#### EXERCISE DIRECTIONS:
The entries that follow are to be duplicated in full, character for character.

#### DATA:
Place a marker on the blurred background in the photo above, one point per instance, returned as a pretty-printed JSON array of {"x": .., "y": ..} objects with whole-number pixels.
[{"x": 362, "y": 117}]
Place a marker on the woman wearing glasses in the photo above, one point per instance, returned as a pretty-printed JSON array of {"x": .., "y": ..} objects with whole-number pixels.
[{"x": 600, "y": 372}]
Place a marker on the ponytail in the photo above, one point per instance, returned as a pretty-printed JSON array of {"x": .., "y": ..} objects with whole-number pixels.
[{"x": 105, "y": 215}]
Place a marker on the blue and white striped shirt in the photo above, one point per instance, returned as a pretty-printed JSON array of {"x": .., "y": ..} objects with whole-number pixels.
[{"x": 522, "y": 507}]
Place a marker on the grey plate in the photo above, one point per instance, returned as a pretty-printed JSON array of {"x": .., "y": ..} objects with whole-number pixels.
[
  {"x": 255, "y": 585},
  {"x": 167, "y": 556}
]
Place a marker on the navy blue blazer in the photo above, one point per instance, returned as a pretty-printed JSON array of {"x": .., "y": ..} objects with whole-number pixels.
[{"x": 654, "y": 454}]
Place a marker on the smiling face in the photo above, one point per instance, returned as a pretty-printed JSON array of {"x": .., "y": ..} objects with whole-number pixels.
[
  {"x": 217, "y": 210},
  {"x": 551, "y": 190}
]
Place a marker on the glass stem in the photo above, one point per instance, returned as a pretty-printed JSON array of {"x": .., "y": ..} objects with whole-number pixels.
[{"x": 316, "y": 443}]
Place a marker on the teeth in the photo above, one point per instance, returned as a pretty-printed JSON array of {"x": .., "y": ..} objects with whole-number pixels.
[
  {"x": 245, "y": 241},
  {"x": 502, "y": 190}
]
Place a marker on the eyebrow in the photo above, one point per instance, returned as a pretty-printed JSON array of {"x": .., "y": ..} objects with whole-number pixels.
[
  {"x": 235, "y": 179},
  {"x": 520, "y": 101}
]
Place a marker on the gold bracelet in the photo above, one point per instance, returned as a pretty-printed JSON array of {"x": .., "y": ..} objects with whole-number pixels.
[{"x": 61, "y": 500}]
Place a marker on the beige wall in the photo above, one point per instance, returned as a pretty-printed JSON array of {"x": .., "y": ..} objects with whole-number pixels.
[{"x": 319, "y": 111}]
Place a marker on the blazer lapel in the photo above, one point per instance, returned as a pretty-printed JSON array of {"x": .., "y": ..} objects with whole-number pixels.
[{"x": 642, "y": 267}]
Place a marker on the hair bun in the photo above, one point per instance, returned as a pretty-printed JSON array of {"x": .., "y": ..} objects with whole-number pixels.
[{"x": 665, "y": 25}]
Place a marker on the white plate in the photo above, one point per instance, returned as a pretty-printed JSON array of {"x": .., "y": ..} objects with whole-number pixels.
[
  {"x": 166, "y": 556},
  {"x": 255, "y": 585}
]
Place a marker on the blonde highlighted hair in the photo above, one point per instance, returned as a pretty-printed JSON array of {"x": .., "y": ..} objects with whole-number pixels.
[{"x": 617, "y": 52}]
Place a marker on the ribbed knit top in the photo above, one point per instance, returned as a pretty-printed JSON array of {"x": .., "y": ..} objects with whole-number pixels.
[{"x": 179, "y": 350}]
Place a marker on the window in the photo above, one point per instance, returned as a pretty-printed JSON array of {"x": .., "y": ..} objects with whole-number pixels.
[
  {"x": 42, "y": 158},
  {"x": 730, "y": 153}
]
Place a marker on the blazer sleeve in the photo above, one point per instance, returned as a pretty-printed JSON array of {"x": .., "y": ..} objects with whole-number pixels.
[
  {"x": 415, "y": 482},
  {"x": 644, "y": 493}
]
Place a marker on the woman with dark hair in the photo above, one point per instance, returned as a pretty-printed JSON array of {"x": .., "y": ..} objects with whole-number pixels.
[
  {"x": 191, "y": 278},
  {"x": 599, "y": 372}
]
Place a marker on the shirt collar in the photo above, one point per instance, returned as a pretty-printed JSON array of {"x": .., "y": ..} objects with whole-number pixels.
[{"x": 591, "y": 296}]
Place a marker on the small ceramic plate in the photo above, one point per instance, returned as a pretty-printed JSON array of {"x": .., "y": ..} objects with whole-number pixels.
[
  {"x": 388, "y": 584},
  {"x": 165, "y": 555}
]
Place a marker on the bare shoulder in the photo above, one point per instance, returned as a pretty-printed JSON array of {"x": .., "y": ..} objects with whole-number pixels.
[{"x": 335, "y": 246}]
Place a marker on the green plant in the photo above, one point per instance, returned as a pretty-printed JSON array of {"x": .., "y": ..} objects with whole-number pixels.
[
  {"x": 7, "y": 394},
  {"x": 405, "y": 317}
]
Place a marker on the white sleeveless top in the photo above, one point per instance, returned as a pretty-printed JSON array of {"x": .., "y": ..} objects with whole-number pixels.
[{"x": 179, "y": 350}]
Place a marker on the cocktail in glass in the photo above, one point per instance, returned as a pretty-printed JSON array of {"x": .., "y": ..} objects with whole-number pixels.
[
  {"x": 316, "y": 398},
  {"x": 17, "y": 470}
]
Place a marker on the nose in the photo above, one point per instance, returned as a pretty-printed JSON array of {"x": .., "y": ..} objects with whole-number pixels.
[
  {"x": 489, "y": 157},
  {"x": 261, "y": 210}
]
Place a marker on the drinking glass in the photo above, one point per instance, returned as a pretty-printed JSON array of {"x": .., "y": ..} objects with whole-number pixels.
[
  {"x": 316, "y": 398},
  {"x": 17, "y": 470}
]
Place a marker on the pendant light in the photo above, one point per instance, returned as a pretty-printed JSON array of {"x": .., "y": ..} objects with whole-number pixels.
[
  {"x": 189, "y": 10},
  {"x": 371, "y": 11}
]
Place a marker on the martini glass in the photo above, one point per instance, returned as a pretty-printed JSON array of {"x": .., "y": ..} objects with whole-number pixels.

#### RESULT OF THE EXERCISE:
Place a marker on the blurred background in the photo above, one point per instance, returned as a pretty-printed JSON array of {"x": .., "y": ..} objects with whole-number pixels.
[{"x": 362, "y": 117}]
Place a marker on the woman wearing glasses in the photo above, one point per instance, returned as a pretty-printed JSON array of {"x": .., "y": ..} objects with whole-number pixels.
[{"x": 600, "y": 372}]
Place a marker on the ponytail in the photo above, one point per instance, returned as a pretty-printed JSON array of {"x": .., "y": ..} objects with whole-number pixels.
[{"x": 105, "y": 215}]
Place a marker on the blue and white striped shirt in the photo above, one point per instance, returned as a pretty-printed JSON array of {"x": .., "y": ..} objects with whole-number pixels.
[{"x": 522, "y": 507}]
Place a marker on the grey plate in the photo above, one point per instance, returned as a pretty-printed JSON array of {"x": .., "y": ..} objects with whole-number pixels.
[
  {"x": 255, "y": 585},
  {"x": 167, "y": 556}
]
Place a marker on the navy blue blazer in the photo above, one point per instance, returned as a pretty-printed JSON array of {"x": .., "y": ..} objects with whole-number pixels.
[{"x": 654, "y": 454}]
Place a marker on the smiling face in the photo above, one point per instance, returned as a pretty-printed JSON array of {"x": .., "y": ..} objects with whole-number pixels.
[
  {"x": 217, "y": 210},
  {"x": 551, "y": 190}
]
Place a marker on the glass stem in the photo above, one point per instance, returned as a pretty-printed JSON array of {"x": .., "y": ..} objects with whole-number pixels.
[{"x": 316, "y": 443}]
Place a marker on the teeth in the photo above, one point per instance, returned as a pretty-printed JSON array of {"x": .., "y": ..} objects with whole-number pixels.
[
  {"x": 245, "y": 241},
  {"x": 502, "y": 190}
]
Place a marker on the eyebrow in the photo above, one point per instance, returned as a pretty-printed JSON array of {"x": .., "y": ..} objects with whole-number pixels.
[
  {"x": 235, "y": 179},
  {"x": 520, "y": 101}
]
Place a marker on the gold bracelet in the photo above, one point per instance, returned as a pretty-printed JSON array of {"x": .., "y": ..} objects with whole-number pixels.
[{"x": 61, "y": 500}]
Place a marker on the beige wall in the photo above, one point per instance, returned as a pretty-printed JSON array of {"x": .., "y": ..} objects with whole-number pixels.
[{"x": 319, "y": 111}]
Place a marker on the blazer lapel in the photo above, one point per instance, returned as a pretty-printed JSON array of {"x": .., "y": ..} objects with whole-number pixels.
[{"x": 642, "y": 267}]
Place a marker on the hair bun in the photo above, one point per instance, returned as a pretty-printed JSON array of {"x": .., "y": ..} objects with whole-number pixels.
[{"x": 665, "y": 25}]
Place a marker on the white plate in the photo above, one point per instance, returned as a pretty-printed JSON array of {"x": .., "y": ..} objects with whole-number pixels.
[
  {"x": 166, "y": 556},
  {"x": 255, "y": 585}
]
Place a marker on the blonde highlighted hair in the photo above, one point per instance, returned as a pretty-printed JSON array of {"x": .., "y": ..} objects with whole-number pixels.
[{"x": 617, "y": 52}]
Place a marker on the ribbed knit top in the photo above, one point per instance, returned as a pretty-printed JSON array of {"x": .., "y": ..} objects with whole-number pixels.
[{"x": 179, "y": 350}]
Place a marker on the window in the photo above, one point per instance, returned as a pretty-printed JSON array of {"x": .., "y": ..} objects with whole-number pixels.
[
  {"x": 42, "y": 158},
  {"x": 730, "y": 153}
]
Place a marker on the blazer sleeve in the photo above, one point per instance, returned as a pretty-printed JSON array of {"x": .., "y": ..} objects with whole-number pixels.
[
  {"x": 415, "y": 482},
  {"x": 644, "y": 493}
]
Place a marker on the woman with dark hair in the photo above, one point per instance, returned as a pretty-printed JSON array of {"x": .., "y": ..} objects with whole-number pixels.
[
  {"x": 191, "y": 278},
  {"x": 599, "y": 372}
]
Place a marker on the shirt collar in the photo above, one point per instance, returned as a pretty-printed JSON array of {"x": .., "y": ..} objects with whole-number pixels.
[{"x": 591, "y": 296}]
Place a marker on the small ceramic plate in the photo above, one point per instance, returned as a pretty-printed JSON array of {"x": .., "y": ..} objects with whole-number pixels.
[
  {"x": 388, "y": 584},
  {"x": 165, "y": 555}
]
Place a marker on the bare shoulder in the photo above, one point per instance, returned as a pretty-printed JSON array of {"x": .., "y": ..} objects with whole-number pixels.
[{"x": 335, "y": 246}]
Place a marker on the green plant in the photo above, one point per instance, returned as a pretty-printed JSON array of {"x": .., "y": ..} objects with whole-number pixels.
[
  {"x": 7, "y": 394},
  {"x": 405, "y": 317}
]
Place a marker on the white sleeveless top in the photo above, one point per instance, returned as a pretty-printed JSON array of {"x": .., "y": ..} objects with whole-number pixels.
[{"x": 179, "y": 350}]
Place a marker on the cocktail in glass in the photo above, one point per instance, returned as a pretty-printed JSON array of {"x": .., "y": ..} objects with whole-number pixels.
[
  {"x": 316, "y": 398},
  {"x": 17, "y": 470}
]
Place a marker on the nose in the photo above, one point per instance, returned as a pretty-printed JSON array of {"x": .., "y": ..} objects with whole-number pixels.
[
  {"x": 489, "y": 157},
  {"x": 261, "y": 210}
]
Place a marker on the drinking glass in the photo above, one point per instance, returned as a pretty-printed JSON array of {"x": .., "y": ..} objects with whole-number pixels.
[
  {"x": 316, "y": 398},
  {"x": 17, "y": 470}
]
Place a marker on the pendant light in the photo above, one point per instance, returned as a pretty-printed JSON array of {"x": .., "y": ..} objects with whole-number pixels.
[
  {"x": 189, "y": 10},
  {"x": 371, "y": 11}
]
Place a marker on the martini glass in the photo above, one point per instance, returned as a pretty-printed JSON array of {"x": .., "y": ..} objects with whole-number pixels.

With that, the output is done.